Task instructions: The answer must be every line of the records in which the string "pink" appears.

Data excerpts:

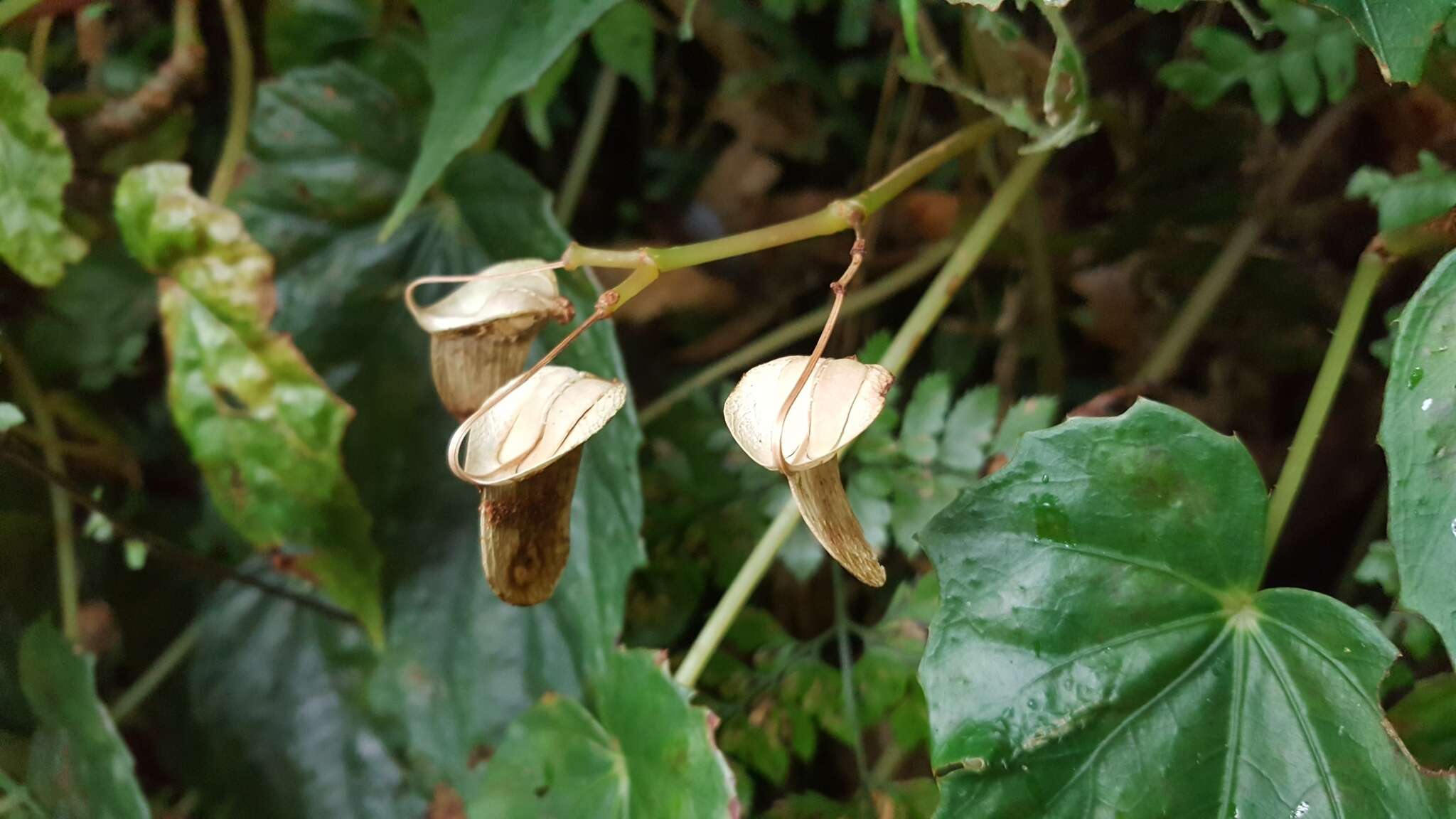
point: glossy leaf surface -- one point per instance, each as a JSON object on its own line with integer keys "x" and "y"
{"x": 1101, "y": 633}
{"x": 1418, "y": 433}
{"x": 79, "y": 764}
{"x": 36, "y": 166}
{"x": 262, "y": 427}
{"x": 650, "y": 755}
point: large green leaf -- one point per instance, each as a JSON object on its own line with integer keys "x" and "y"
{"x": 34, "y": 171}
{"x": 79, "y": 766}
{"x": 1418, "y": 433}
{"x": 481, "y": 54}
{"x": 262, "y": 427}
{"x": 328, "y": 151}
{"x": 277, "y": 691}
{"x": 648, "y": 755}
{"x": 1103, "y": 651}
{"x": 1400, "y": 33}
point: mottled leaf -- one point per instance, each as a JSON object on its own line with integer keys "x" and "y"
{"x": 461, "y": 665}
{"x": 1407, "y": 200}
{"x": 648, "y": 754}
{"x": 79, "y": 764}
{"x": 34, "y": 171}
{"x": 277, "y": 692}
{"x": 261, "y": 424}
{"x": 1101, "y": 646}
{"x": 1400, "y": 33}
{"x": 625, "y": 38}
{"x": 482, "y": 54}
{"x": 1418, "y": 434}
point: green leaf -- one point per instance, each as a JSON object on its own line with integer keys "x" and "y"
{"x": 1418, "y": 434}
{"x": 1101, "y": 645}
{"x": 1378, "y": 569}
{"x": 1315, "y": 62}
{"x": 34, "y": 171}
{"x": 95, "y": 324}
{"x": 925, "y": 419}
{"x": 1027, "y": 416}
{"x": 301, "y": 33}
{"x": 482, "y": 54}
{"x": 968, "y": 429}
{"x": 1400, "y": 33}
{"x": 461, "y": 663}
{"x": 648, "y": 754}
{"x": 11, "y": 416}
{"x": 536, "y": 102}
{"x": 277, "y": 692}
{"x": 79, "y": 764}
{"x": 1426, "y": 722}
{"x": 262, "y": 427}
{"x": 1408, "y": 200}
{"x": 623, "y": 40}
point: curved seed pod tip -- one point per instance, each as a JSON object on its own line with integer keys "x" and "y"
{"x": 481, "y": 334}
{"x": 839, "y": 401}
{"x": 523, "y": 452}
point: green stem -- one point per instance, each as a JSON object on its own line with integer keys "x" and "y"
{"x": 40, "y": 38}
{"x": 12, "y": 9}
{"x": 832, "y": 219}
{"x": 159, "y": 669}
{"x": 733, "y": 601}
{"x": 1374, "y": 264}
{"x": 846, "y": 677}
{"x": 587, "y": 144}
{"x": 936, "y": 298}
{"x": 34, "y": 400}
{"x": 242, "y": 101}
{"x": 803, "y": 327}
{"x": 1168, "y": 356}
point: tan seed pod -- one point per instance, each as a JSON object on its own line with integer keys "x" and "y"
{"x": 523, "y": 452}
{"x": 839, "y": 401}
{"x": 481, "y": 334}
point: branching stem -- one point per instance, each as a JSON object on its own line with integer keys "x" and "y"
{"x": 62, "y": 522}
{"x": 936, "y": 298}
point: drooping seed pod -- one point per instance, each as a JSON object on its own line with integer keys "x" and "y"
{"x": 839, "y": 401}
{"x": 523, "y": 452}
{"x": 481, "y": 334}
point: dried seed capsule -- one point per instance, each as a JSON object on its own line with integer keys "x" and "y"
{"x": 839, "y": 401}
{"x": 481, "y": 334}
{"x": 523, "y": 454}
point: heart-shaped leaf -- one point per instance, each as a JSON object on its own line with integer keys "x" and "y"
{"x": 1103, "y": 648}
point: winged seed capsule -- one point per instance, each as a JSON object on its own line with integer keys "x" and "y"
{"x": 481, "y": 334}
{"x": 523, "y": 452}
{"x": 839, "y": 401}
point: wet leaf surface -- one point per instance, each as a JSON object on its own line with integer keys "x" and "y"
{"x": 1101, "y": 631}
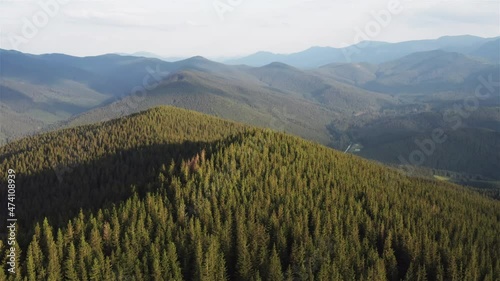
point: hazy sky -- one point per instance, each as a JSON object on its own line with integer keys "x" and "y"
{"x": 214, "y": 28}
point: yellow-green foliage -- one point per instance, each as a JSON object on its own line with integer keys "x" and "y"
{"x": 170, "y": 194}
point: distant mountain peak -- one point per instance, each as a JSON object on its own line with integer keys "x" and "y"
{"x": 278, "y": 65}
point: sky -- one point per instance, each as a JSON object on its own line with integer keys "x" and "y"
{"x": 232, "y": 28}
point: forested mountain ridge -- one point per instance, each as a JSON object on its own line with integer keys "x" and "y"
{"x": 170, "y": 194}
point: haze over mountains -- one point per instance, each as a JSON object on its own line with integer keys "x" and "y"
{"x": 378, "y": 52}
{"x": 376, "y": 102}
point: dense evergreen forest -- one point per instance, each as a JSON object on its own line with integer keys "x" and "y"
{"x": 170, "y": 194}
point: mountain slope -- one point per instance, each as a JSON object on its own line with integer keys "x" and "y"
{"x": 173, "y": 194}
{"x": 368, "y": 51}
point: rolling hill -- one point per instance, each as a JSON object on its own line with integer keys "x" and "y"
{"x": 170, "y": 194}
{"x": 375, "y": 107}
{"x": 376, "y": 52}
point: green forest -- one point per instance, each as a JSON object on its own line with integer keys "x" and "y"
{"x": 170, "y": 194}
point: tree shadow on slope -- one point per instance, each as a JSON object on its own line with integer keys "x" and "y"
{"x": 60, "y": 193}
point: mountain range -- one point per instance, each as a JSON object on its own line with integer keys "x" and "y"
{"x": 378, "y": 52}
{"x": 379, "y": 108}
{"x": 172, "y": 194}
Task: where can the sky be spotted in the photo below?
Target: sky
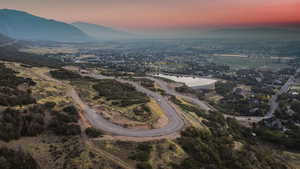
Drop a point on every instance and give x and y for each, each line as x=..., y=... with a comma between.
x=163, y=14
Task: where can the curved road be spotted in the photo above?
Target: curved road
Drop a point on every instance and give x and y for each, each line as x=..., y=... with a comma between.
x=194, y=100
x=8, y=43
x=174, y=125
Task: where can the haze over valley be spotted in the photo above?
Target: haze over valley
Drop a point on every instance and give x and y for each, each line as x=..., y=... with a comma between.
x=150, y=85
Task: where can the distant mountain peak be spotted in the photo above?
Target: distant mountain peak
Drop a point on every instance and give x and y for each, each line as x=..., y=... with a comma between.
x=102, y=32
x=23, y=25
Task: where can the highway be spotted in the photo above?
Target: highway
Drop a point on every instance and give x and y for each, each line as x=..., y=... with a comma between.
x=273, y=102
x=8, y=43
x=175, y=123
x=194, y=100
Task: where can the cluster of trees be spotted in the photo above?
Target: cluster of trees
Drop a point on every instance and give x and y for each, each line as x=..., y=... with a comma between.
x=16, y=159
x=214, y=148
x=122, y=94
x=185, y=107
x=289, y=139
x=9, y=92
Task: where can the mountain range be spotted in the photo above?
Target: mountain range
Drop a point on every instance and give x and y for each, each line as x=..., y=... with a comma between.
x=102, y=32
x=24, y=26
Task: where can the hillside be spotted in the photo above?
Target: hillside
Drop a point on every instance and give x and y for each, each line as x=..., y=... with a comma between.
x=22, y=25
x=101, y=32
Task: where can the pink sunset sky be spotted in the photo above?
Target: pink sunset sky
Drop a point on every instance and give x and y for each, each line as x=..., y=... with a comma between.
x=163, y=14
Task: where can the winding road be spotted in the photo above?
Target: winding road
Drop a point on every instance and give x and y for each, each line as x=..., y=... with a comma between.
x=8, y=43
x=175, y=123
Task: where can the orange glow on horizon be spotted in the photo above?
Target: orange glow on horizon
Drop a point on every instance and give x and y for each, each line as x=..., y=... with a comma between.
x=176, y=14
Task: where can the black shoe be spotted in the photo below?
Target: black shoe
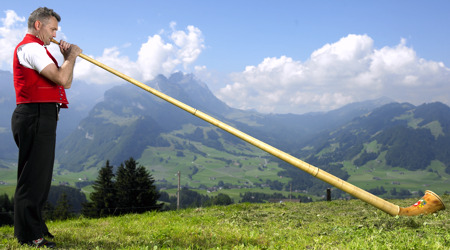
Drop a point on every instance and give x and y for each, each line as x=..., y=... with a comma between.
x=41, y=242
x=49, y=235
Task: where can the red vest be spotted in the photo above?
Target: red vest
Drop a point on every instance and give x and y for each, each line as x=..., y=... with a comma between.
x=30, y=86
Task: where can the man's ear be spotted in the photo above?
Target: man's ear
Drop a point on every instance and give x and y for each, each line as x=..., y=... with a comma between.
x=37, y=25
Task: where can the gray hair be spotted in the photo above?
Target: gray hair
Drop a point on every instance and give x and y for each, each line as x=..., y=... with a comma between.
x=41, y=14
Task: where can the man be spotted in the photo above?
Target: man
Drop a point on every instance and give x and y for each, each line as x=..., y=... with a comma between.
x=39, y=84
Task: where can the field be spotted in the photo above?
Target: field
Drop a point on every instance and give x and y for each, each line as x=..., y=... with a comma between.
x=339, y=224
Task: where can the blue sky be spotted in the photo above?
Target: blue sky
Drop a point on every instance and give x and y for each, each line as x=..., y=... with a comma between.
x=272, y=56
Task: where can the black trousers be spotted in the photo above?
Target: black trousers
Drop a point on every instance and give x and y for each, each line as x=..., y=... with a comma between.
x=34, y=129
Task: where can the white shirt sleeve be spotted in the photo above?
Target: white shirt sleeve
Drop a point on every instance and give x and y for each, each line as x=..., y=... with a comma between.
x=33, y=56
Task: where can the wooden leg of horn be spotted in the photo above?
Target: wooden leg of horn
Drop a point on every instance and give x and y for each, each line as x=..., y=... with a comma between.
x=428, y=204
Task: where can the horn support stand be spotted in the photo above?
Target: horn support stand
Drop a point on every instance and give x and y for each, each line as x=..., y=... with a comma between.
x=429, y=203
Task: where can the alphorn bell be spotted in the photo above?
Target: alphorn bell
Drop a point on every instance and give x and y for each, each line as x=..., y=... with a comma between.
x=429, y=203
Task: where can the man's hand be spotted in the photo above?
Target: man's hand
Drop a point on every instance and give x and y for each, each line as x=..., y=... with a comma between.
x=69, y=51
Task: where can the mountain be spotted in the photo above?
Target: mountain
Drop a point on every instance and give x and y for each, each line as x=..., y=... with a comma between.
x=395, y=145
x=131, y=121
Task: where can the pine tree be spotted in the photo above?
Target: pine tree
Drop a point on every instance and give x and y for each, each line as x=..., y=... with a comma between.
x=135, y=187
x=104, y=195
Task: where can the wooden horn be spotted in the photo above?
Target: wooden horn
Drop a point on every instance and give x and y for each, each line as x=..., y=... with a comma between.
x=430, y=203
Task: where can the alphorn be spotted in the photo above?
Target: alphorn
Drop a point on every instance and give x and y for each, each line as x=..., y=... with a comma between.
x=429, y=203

Answer to this problem:
Task: where can the pink sunset sky be spotted in the photo above?
Target: pink sunset sky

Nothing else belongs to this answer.